→ **EXERCISE DESCRIPTION**:
Without changing a character, output all of the records.

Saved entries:
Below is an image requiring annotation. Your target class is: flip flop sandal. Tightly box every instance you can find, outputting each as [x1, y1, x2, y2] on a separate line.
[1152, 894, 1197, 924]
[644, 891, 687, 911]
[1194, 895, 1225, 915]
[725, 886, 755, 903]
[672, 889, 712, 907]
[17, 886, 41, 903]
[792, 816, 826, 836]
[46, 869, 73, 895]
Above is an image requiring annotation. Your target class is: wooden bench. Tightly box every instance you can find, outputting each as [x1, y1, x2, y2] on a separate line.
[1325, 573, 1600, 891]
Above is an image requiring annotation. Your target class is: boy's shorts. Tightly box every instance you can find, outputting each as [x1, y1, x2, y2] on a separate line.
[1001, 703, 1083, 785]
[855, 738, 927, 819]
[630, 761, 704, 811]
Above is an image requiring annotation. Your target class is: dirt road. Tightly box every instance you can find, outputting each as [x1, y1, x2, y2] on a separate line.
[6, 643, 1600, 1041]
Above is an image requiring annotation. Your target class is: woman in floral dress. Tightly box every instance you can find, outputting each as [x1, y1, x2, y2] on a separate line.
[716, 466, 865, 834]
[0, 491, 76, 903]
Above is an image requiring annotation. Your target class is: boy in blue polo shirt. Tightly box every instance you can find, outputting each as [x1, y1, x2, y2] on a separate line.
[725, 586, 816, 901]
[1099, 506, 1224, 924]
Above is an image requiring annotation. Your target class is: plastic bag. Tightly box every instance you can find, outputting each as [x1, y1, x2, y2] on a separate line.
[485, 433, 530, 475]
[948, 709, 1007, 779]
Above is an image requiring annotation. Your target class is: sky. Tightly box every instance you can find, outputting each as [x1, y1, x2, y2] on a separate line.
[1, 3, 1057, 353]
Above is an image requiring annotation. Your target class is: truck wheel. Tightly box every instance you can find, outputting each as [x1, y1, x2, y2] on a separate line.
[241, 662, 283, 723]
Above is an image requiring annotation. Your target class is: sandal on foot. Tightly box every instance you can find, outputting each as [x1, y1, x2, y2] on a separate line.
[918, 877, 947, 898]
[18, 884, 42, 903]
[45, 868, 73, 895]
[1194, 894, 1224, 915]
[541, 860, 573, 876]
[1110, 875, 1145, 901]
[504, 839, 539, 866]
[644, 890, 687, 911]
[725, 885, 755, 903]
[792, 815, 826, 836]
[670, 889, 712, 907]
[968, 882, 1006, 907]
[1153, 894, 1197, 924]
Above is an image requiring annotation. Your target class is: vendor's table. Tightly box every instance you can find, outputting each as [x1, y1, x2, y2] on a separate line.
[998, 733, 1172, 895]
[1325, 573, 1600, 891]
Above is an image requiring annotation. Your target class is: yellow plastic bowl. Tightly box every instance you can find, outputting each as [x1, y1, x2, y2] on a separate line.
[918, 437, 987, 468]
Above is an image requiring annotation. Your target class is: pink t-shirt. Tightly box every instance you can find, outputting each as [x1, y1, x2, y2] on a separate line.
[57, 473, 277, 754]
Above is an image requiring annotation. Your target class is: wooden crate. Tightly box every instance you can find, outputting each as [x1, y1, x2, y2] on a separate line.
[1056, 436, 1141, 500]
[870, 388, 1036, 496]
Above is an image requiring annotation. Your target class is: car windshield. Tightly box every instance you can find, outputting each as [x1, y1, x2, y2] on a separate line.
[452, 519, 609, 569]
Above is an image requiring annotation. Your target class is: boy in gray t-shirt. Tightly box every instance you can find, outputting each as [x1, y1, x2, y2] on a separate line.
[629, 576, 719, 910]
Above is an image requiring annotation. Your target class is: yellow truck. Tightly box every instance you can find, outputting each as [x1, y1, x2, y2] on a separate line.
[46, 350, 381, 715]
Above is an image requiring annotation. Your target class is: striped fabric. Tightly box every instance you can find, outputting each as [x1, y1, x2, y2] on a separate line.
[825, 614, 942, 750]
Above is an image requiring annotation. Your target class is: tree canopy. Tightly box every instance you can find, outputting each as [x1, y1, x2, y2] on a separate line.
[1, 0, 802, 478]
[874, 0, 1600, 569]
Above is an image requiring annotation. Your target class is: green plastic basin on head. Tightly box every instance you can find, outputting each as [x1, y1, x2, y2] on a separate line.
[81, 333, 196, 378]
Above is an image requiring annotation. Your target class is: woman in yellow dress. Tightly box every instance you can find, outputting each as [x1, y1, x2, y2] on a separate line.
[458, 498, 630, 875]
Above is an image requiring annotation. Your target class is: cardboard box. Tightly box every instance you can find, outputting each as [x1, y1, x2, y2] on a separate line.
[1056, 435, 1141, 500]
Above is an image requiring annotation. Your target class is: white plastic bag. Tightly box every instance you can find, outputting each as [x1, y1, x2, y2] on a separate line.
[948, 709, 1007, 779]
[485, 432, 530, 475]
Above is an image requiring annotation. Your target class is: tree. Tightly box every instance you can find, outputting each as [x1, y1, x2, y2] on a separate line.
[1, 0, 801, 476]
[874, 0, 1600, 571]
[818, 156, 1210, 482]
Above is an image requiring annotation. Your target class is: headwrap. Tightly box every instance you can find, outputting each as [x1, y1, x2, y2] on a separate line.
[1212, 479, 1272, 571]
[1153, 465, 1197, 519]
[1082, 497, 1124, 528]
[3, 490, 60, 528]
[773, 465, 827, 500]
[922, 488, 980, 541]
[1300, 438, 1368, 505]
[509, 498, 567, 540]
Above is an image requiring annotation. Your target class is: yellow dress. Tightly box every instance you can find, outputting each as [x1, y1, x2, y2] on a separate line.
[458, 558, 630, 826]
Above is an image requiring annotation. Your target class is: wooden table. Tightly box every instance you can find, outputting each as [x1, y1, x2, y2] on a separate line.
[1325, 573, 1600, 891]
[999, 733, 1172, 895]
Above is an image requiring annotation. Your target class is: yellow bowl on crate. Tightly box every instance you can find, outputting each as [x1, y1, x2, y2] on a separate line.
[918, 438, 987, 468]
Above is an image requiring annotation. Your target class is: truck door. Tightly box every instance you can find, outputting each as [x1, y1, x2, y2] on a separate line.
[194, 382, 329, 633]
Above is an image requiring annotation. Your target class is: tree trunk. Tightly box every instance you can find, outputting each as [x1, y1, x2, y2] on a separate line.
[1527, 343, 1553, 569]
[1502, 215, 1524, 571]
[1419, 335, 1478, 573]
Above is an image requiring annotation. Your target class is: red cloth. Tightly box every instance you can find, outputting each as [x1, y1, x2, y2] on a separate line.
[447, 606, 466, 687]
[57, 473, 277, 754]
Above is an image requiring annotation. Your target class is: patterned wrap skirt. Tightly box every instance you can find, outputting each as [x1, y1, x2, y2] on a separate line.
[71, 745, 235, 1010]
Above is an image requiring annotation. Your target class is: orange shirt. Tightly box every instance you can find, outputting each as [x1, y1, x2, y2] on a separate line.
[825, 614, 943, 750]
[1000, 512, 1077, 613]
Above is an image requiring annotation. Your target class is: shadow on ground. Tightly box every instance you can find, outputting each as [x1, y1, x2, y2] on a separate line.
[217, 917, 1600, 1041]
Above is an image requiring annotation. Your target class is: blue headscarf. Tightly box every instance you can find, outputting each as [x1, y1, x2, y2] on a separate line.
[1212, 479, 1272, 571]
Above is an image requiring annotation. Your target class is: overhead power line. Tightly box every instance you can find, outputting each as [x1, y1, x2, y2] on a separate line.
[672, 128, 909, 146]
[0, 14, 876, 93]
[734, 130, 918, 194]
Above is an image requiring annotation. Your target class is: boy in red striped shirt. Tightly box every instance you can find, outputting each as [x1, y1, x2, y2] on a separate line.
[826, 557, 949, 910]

→ **ANSWER TO THE PROBLEM**:
Below is an image requiring annotation. Your target class is: flip flop sandal. Tightly box every instance you can find, outputting each as [x1, y1, x2, y2] on a separate line.
[1152, 894, 1197, 924]
[644, 891, 687, 911]
[1194, 895, 1225, 915]
[725, 886, 755, 903]
[672, 889, 712, 907]
[17, 886, 41, 903]
[792, 816, 826, 836]
[46, 869, 73, 895]
Above is an image requiring annotation. Your target class is: wooden bench. Tightly box every instance you can find, outputting each as [x1, y1, x2, y2] on a separate line.
[1325, 573, 1600, 891]
Above is an image requiring annotation. Your target class is: boy's shorts. Tightly box every instance you can find, outputting each as [x1, y1, x2, y2] on a separate line.
[1001, 703, 1083, 785]
[855, 738, 927, 819]
[630, 761, 704, 811]
Above is an image requiring annotation. Your target class is: dirt road. Tightly box every instance you can find, outputting each as [x1, y1, x2, y2] on a separate line.
[6, 643, 1600, 1041]
Above is an image requiring annotation. Your target class is: woman in floral dress. Tightly box every instance you can find, outputting each as [x1, y1, x2, y2] on a separate line.
[716, 466, 865, 834]
[0, 491, 76, 903]
Above is an image requiring annotation. Your target class is: boy in blue polo shirt. Tightly box every instance you can find, outputting each as [x1, y1, x2, y2] on a separate line.
[725, 586, 816, 901]
[1099, 506, 1224, 924]
Above is an image requiring annotation. Your target class is: plastic bag. Tightly box every instance you can find, outputting each as [x1, y1, x2, y2] on a separate line.
[485, 433, 530, 475]
[948, 709, 1007, 779]
Above is an image requiring annotation. Your target class is: sky. Tightly box every instance you can find, outputting each as [x1, y1, x2, y2] on a separate line.
[1, 3, 1057, 353]
Above is an image requiring annotation. Your target class is: truck wheel. Tightly box every instance you can find, outputting each as [x1, y1, x2, y2] on a separate line.
[241, 662, 283, 723]
Above is an image requiring annotation. Your target class is: sandal on foot. Tightly box every instance you can find, outputting each as [x1, y1, x2, y2] on a separate line.
[918, 877, 947, 898]
[18, 884, 42, 903]
[45, 868, 73, 895]
[1194, 894, 1224, 915]
[541, 860, 573, 876]
[1110, 875, 1145, 901]
[504, 839, 539, 866]
[644, 890, 687, 911]
[725, 885, 755, 903]
[792, 815, 826, 836]
[670, 889, 712, 907]
[968, 882, 1006, 907]
[1153, 894, 1197, 924]
Above is an image requiring annotation. Your target class is: vendor's table. Tightly box every instance you can find, outputting each as [x1, y1, x2, y2] on a separate line.
[998, 733, 1172, 895]
[1325, 573, 1600, 891]
Above is an image requiring annotation. Your target class is: yellow plastic bowl. Tightly box every instance you can find, outputting each as [x1, y1, x2, y2] on a separate line.
[918, 437, 987, 468]
Above is an image requiring annotation. Your target class is: pink t-shirt. Tightly box every instance you can find, outputting each as [x1, y1, x2, y2] on a separate line.
[57, 473, 277, 754]
Above is an image requiring annotation. Your target class is: wooden crate. Tightly box every instance you can find, outputting each as [x1, y1, x2, y2] on a separate line.
[1056, 436, 1141, 500]
[870, 388, 1036, 496]
Above is an image requiring annotation. Your target class is: car windshield. Tightly box every instance you can find, outputting each as [x1, y1, x2, y2] on a separate line.
[452, 519, 609, 569]
Above is an image requiring annotation. Your target class is: boy in gray t-shirt. Tightly box every instance you can find, outputting each as [x1, y1, x2, y2] on a separate line.
[629, 576, 719, 910]
Above is an image requiring annotation. Your target class is: yellow truck. Tightly box every instance you can find, outputting each as [x1, y1, x2, y2] on a separate line.
[46, 350, 381, 715]
Above is an image requiring annotation. Your target class is: striped fabric. Tightly box every instance you can find, outputting each as [x1, y1, x2, y2] on a separate line.
[825, 614, 942, 750]
Above is an image requiring annotation. Your target class is: tree canopy. Tightly box every instance you can find, outputting each as [x1, y1, x2, y2] on a separate line.
[1, 0, 802, 478]
[874, 0, 1600, 569]
Above is an image requiring annotation. Your target class is: green plastic basin on head. Tightly box every instance you can find, outputting each as [x1, y1, x2, y2] on a separate line.
[81, 333, 196, 378]
Above is an image requiring annotation. Your target class is: woman in yellow dress. Tightly box every instance you can find, outputting each as [x1, y1, x2, y2] on a separate line.
[458, 498, 630, 875]
Above is an image requiring annotation. Your target class is: cardboard box. Tightly box every instance you can find, outputting each as [x1, y1, x2, y2] on a separate line.
[1056, 435, 1141, 500]
Above is an image requiring annotation. Your target class is: white plastic bag. Tightly box every instance you can find, outputting each as [x1, y1, x2, y2] on a separate line.
[948, 709, 1007, 779]
[485, 432, 530, 475]
Above is an image requiring annotation. Your target class is: tree. Tightly box every instance you can find, outputting each as [x1, y1, x2, y2] on a separate line.
[1, 0, 801, 476]
[874, 0, 1600, 571]
[818, 156, 1210, 482]
Above is an image requiring annotation. Your target class is: headwrap. Tightly box every instance you can find, outputting each as [x1, y1, x2, y2] on a separate line.
[1212, 479, 1272, 571]
[1153, 465, 1197, 519]
[1082, 497, 1124, 528]
[3, 490, 60, 528]
[773, 465, 827, 500]
[922, 488, 980, 541]
[1300, 438, 1368, 505]
[509, 498, 567, 540]
Above is an image requiring annotation. Your target class is: yellow dress. Tightly box every instance you can find, outputting each as [x1, y1, x2, y2] on a separate line.
[458, 558, 630, 826]
Above is an image requiring annotation. Your target class is: wooden table. Tightly box every instance you can find, outputting each as [x1, y1, x2, y2] on a separate line.
[1325, 573, 1600, 891]
[999, 733, 1172, 895]
Above is an image requiring annotation. Your target class is: yellow bowl on crate. Tightly box every instance you can find, outputting each as [x1, y1, x2, y2] on a separate line.
[918, 438, 987, 468]
Above is an image requiring annotation. Your target class is: truck door. Tightly box every instance you can find, outputting each as [x1, y1, x2, y2] on a separate line.
[194, 382, 329, 633]
Above is an image requiring annotation. Your target class is: tree trunk. Tightly box every instance you can find, outputting each as [x1, y1, x2, y2] on a separate line.
[1527, 343, 1553, 569]
[1502, 215, 1524, 571]
[1419, 335, 1478, 573]
Above is an image requiring annotation. Your target class is: red cloth. Tightly box every instance you can find, outputting each as [x1, y1, x2, y2] on a separate line.
[447, 606, 466, 687]
[57, 473, 277, 754]
Above is an image requiring annotation. Your target class is: patterned wrap skirt. Tightly box every instance you can find, outputting each as [x1, y1, x2, y2] on a separate line.
[71, 745, 235, 1010]
Above is an image requiring annotation. Your target class is: orange shirt. Tightly box every instance you can find, outputting each as [x1, y1, x2, y2] on a separate line.
[825, 614, 943, 750]
[1000, 512, 1077, 613]
Above is an image requiring annotation. Your target class is: shadow on ground. Tightly box every instance you can find, outputting each as [x1, y1, x2, y2] on a separate line.
[217, 917, 1600, 1041]
Above is an image requiring annotation. Your target class is: blue headscarf. Tightly box every instance you can find, outputting each as [x1, y1, x2, y2] on a separate line.
[1212, 479, 1272, 571]
Above is an image requiring annotation. Your target class is: overhead power line. Tightly box every instance you can find, outputting each as [x1, y1, x2, y2] on a separate line.
[672, 128, 909, 146]
[0, 14, 876, 93]
[734, 130, 918, 194]
Above is an image requiring annotation. Your target class is: boy in red striped shirt. Tightly box every instance you can find, outputting each as [x1, y1, x2, y2] on a separate line.
[826, 557, 949, 910]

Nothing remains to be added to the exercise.